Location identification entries

** start **

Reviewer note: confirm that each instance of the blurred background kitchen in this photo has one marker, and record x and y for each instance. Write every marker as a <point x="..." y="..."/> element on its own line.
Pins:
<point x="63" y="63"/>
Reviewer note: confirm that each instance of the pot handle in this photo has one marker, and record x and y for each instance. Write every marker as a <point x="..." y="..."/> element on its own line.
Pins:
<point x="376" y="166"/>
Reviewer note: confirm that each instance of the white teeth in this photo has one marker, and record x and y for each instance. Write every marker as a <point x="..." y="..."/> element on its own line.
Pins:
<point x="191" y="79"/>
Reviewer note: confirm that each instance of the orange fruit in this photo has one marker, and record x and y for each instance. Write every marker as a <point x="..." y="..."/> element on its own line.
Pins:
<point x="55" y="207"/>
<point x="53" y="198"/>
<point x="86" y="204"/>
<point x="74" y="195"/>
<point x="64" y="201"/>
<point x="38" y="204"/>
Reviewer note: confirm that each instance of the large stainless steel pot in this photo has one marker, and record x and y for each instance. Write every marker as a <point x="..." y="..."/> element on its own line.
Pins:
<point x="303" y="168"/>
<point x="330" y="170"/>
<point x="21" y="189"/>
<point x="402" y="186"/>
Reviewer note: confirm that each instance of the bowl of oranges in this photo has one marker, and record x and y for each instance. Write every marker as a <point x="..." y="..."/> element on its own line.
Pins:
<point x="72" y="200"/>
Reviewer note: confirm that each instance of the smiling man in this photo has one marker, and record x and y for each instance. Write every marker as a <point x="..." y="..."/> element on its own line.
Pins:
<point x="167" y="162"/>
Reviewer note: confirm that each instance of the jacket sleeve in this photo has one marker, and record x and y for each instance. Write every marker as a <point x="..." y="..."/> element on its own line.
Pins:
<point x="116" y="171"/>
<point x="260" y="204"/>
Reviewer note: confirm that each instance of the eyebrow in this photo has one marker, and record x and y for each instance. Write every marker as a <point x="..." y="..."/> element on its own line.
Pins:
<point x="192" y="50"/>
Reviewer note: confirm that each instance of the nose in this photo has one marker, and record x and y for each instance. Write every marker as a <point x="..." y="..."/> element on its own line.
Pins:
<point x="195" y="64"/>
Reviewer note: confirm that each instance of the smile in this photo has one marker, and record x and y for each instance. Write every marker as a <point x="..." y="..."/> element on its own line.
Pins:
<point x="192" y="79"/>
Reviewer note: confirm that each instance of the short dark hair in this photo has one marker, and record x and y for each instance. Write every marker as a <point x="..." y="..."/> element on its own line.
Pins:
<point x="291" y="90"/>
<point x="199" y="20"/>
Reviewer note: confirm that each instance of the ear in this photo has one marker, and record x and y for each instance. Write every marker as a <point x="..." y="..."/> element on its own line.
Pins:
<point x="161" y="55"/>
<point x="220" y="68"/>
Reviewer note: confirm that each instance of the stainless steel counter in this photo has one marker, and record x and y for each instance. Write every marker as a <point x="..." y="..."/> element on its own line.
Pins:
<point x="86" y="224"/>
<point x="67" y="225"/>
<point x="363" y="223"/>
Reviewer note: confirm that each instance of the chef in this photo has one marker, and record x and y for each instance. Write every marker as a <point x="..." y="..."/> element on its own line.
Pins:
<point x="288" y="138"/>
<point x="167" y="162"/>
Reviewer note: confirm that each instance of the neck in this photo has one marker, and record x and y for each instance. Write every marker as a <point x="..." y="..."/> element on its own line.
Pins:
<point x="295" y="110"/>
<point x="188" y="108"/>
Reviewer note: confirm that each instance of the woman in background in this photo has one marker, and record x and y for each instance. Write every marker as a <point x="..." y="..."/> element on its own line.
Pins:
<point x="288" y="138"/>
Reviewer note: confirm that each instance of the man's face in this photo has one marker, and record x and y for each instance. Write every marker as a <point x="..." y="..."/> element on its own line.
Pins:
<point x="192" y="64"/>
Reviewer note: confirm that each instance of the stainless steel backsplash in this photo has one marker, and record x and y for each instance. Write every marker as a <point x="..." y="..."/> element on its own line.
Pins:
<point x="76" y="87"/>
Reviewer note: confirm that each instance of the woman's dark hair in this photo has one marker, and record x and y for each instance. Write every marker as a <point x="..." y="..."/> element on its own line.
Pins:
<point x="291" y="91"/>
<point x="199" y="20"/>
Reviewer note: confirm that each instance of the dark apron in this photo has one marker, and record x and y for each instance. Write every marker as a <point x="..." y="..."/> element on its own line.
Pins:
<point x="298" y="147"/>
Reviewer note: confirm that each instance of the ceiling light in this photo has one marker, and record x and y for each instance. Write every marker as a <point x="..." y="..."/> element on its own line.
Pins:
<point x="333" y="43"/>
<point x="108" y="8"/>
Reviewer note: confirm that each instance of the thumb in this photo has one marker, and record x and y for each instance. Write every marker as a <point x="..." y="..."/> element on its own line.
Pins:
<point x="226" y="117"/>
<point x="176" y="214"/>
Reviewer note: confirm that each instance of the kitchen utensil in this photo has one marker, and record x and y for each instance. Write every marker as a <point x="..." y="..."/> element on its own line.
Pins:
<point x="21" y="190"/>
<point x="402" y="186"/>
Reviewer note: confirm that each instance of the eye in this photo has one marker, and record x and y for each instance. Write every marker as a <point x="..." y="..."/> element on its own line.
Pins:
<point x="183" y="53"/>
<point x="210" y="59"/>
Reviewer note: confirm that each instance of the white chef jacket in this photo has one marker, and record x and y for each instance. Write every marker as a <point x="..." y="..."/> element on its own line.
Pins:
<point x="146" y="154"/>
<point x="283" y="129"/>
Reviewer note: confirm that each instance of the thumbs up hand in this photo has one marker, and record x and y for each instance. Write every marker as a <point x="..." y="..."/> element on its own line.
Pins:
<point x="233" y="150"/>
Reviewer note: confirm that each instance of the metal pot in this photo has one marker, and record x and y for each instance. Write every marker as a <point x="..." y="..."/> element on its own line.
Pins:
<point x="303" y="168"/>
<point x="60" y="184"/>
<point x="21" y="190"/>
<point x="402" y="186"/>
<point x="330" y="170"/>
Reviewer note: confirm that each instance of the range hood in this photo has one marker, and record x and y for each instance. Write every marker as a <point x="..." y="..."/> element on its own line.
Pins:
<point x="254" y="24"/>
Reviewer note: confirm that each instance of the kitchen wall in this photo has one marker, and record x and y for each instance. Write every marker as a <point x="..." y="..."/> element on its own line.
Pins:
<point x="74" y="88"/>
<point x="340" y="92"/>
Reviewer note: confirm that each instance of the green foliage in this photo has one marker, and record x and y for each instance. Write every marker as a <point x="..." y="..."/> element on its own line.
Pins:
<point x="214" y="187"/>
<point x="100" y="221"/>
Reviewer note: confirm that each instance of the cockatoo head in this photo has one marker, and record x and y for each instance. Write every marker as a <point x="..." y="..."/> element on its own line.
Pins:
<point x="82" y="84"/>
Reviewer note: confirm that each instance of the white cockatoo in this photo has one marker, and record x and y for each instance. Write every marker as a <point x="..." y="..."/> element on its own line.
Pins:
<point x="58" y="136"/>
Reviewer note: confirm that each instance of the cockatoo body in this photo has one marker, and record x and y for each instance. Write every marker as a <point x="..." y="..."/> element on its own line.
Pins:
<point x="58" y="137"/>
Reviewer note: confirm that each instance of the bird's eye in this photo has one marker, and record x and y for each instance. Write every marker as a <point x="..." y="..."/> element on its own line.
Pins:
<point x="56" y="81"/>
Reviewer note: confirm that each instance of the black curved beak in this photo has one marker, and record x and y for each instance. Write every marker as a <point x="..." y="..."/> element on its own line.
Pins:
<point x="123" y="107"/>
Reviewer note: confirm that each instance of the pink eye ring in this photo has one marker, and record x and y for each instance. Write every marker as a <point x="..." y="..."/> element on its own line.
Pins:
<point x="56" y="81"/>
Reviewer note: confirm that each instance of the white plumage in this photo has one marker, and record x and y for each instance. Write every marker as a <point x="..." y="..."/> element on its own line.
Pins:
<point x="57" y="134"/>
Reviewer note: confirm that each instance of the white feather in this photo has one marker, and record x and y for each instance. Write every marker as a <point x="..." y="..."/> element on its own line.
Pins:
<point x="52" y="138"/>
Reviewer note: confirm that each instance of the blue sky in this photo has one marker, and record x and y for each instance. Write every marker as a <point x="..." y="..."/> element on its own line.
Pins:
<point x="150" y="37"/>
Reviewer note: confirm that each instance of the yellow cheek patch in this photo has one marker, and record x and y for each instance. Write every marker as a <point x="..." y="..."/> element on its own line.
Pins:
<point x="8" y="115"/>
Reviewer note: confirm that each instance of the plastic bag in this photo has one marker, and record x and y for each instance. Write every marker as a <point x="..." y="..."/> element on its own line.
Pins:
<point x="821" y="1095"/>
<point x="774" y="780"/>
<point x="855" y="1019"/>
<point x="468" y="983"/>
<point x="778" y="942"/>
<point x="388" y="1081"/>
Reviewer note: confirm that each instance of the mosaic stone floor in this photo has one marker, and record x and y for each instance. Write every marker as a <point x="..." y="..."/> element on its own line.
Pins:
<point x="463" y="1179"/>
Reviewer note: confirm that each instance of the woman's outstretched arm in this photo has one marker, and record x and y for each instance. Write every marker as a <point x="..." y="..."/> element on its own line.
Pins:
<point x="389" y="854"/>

** end **

WORK TO DO ▸ Format the lines from the one containing "the woman's outstretched" through the end of the entries, inclusive, as a JSON list of strings, one string per line, skipping any blank lines.

RESULT FOR THIS TASK ▸
[
  "Reviewer note: confirm that each instance of the woman's outstretched arm in this photo has one marker, and record x and y for each instance. Write every marker as a <point x=\"...\" y=\"...\"/> element on its own line.",
  "Pins:",
  "<point x=\"389\" y=\"854\"/>"
]